* DESCRIPTION OF THE TASK
Please repeat each entry. Match every word exactly.

* EXERCISE INPUTS
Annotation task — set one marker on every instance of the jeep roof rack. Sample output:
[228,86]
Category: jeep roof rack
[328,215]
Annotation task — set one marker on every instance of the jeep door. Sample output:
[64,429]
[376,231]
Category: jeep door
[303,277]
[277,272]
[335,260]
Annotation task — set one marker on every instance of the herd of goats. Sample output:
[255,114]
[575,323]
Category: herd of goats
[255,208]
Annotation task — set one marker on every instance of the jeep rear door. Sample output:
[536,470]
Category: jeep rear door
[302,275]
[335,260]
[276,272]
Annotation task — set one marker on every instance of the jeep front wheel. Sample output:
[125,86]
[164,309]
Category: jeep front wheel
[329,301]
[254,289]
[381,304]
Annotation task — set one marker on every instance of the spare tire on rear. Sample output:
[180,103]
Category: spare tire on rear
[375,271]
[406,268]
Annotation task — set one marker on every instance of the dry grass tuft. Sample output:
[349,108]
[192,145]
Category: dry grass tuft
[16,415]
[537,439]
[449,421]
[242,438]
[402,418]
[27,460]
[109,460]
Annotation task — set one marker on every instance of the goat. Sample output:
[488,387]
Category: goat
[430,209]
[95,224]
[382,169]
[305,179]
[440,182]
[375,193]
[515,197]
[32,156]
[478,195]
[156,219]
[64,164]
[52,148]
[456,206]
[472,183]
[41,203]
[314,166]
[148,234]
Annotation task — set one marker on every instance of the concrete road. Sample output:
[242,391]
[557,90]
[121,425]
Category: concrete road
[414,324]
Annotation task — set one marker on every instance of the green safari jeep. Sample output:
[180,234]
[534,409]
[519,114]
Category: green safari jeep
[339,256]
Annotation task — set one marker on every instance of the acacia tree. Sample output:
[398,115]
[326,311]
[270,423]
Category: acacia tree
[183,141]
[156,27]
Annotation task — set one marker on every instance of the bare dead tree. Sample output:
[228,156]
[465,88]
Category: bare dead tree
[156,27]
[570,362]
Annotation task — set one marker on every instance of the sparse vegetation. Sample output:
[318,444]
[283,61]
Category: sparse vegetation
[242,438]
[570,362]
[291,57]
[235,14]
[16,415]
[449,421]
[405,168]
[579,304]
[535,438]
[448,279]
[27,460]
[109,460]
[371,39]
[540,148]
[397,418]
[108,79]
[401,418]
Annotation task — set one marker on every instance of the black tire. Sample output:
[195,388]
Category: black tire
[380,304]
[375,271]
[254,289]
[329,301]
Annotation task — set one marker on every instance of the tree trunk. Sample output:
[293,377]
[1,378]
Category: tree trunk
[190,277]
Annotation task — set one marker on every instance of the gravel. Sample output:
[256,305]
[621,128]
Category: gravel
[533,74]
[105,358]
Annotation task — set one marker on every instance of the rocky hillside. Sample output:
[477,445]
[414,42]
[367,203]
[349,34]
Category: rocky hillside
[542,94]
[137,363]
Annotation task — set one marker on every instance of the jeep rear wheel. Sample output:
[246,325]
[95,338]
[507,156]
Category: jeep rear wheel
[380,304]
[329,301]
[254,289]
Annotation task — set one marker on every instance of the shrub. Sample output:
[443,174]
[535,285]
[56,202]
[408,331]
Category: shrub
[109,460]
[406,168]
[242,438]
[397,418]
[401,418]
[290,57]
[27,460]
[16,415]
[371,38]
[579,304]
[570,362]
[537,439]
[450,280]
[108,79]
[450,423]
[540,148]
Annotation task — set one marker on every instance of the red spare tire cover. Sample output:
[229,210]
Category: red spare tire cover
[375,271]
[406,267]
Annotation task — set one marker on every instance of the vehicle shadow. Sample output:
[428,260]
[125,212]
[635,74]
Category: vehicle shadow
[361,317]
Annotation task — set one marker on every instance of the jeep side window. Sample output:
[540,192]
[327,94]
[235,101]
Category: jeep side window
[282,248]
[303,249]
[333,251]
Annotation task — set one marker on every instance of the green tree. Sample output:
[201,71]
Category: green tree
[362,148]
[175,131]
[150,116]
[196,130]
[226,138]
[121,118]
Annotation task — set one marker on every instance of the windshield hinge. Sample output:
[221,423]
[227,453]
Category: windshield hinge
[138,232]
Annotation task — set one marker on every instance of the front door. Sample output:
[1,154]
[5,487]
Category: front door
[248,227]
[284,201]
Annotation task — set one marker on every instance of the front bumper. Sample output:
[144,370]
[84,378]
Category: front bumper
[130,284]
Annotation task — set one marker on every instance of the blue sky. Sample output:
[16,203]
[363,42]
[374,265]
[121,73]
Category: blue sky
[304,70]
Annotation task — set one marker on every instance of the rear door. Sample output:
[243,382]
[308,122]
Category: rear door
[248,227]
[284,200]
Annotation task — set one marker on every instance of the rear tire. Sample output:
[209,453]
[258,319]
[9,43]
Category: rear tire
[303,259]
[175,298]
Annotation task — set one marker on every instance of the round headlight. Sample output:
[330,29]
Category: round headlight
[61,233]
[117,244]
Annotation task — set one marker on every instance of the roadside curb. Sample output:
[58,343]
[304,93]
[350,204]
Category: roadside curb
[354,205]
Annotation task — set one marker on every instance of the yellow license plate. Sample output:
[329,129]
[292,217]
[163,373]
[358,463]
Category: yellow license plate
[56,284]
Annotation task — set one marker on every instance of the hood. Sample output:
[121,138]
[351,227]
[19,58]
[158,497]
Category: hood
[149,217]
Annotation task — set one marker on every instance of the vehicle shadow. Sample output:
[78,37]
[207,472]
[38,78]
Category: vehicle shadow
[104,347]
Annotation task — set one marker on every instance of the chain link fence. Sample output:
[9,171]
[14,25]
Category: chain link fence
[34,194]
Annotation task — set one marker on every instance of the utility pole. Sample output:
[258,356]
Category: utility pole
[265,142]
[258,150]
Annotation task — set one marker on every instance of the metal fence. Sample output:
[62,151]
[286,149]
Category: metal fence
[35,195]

* ANSWER TO THIS EXERCISE
Annotation task — set one marker on every instance of the jeep roof rack. Sample output:
[228,86]
Category: jeep roof rack
[328,215]
Annotation task — set one marker on every instance of the jeep door. Sample output:
[64,429]
[376,231]
Category: jeep door
[303,277]
[277,272]
[335,260]
Annotation task — set one marker on every instance of the herd of goats. Sample output:
[255,114]
[575,323]
Category: herd of goats
[255,208]
Annotation task — set one marker on every instance of the jeep rear door. Sample output:
[536,470]
Category: jeep rear door
[302,275]
[335,260]
[276,272]
Annotation task — set one marker on every instance of the jeep front wheel. Sample output:
[125,86]
[164,309]
Category: jeep front wheel
[329,301]
[254,289]
[381,304]
Annotation task — set one marker on every instance of the spare tire on rear. Sample output:
[180,103]
Category: spare tire on rear
[375,271]
[406,268]
Annotation task — set one marker on every instance of the dry grass tuft. Sample output:
[349,108]
[192,145]
Category: dry grass tuft
[16,415]
[537,439]
[449,421]
[242,438]
[402,418]
[27,460]
[109,460]
Annotation task — set one marker on every instance of the goat. Sample output:
[488,387]
Category: goat
[430,209]
[95,224]
[382,169]
[305,179]
[440,182]
[375,193]
[515,197]
[32,156]
[478,195]
[156,219]
[64,164]
[52,148]
[456,206]
[472,183]
[41,203]
[314,166]
[148,234]
Annotation task — set one marker on every instance of the concrete road. Sample output:
[242,391]
[557,90]
[121,425]
Category: concrete road
[414,324]
Annotation task — set one marker on every instance of the green safari jeep. Sample output:
[180,234]
[534,409]
[519,114]
Category: green safari jeep
[339,256]
Annotation task — set one marker on every instance of the acacia tree. Sample output:
[398,115]
[326,311]
[270,423]
Category: acacia tree
[183,141]
[156,27]
Annotation task — set one marker on every instance of the bare dead tree. Sample output:
[228,156]
[465,88]
Category: bare dead tree
[156,27]
[570,362]
Annotation task — set one marker on every instance of the sparse vegetation. Sample output:
[318,444]
[283,61]
Category: sparse vegetation
[242,438]
[570,362]
[291,57]
[235,14]
[16,415]
[449,421]
[405,168]
[579,304]
[535,438]
[448,279]
[27,460]
[109,460]
[371,39]
[540,148]
[397,418]
[108,79]
[401,418]
Annotation task — set one marker on every instance of the black tire. Sample output:
[195,388]
Category: black tire
[380,304]
[375,271]
[254,289]
[329,301]
Annotation task — set one marker on every instance of the tree trunk. Sample output:
[293,377]
[1,378]
Category: tree trunk
[190,277]
Annotation task — set one marker on every instance of the gravel. Sample output:
[256,305]
[621,128]
Category: gravel
[533,74]
[105,358]
Annotation task — set one marker on every instance of the rocky hillside. Sample output:
[477,445]
[414,42]
[367,203]
[349,34]
Category: rocky hillside
[542,94]
[137,363]
Annotation task — set one marker on every instance of the jeep rear wheel. Sample output:
[246,325]
[95,338]
[507,156]
Category: jeep rear wheel
[380,304]
[329,301]
[254,289]
Annotation task — set one marker on every instance of the shrub. Sample output:
[443,174]
[535,285]
[56,202]
[408,331]
Category: shrub
[109,460]
[406,168]
[242,438]
[397,418]
[401,418]
[290,57]
[27,460]
[16,415]
[371,38]
[579,304]
[570,362]
[537,439]
[450,280]
[108,79]
[450,423]
[540,148]
Annotation task — set one marker on every instance of the red spare tire cover. Sample output:
[229,210]
Category: red spare tire cover
[375,271]
[406,267]
Annotation task — set one marker on every instance of the vehicle shadow. Sample output:
[428,260]
[125,212]
[635,74]
Category: vehicle shadow
[361,317]
Annotation task — set one marker on every instance of the jeep side window. Sample output:
[540,192]
[327,94]
[235,101]
Category: jeep side window
[282,248]
[303,249]
[333,251]
Annotation task — set one marker on every instance of the green tree. Sample output:
[201,71]
Category: green tree
[362,148]
[175,131]
[150,116]
[196,130]
[226,138]
[121,118]
Annotation task — set one marker on every instance of the windshield hinge. Sample output:
[221,423]
[227,453]
Category: windshield hinge
[138,232]
Annotation task — set one marker on every instance of the front door. Sample output:
[1,154]
[5,487]
Category: front door
[248,227]
[284,201]
Annotation task — set one marker on every instance of the front bumper. Sample output:
[144,370]
[84,378]
Category: front bumper
[130,284]
Annotation task — set one marker on every instance of the blue sky. Sample output:
[16,203]
[363,42]
[374,265]
[121,73]
Category: blue sky
[304,70]
Annotation task — set one marker on every instance of the rear door. Sample output:
[243,382]
[308,122]
Category: rear door
[248,227]
[284,200]
Annotation task — set one marker on every instance of the rear tire. Sample output:
[209,453]
[258,319]
[9,43]
Category: rear tire
[303,259]
[175,298]
Annotation task — set one marker on every instance of the round headlight. Sample output:
[330,29]
Category: round headlight
[61,233]
[117,244]
Annotation task — set one marker on every instance of the roadside curb. Sample output:
[58,343]
[304,93]
[350,204]
Category: roadside curb
[354,205]
Annotation task — set one marker on every instance of the yellow license plate. Sample output:
[329,129]
[292,217]
[163,373]
[358,463]
Category: yellow license plate
[56,284]
Annotation task — set one marker on every instance of the hood. Sample output:
[121,138]
[351,227]
[19,58]
[158,497]
Category: hood
[149,217]
Annotation task — set one marker on every instance of the vehicle shadow. Sample output:
[78,37]
[207,472]
[38,78]
Category: vehicle shadow
[104,347]
Annotation task — set one marker on every instance of the chain link fence. Sample output:
[9,171]
[14,25]
Category: chain link fence
[34,194]
Annotation task — set one marker on every instance of the utility pole. Sample output:
[258,356]
Category: utility pole
[265,142]
[258,150]
Annotation task — set one marker on every instance of the metal fence. Sample output:
[62,151]
[286,149]
Category: metal fence
[35,195]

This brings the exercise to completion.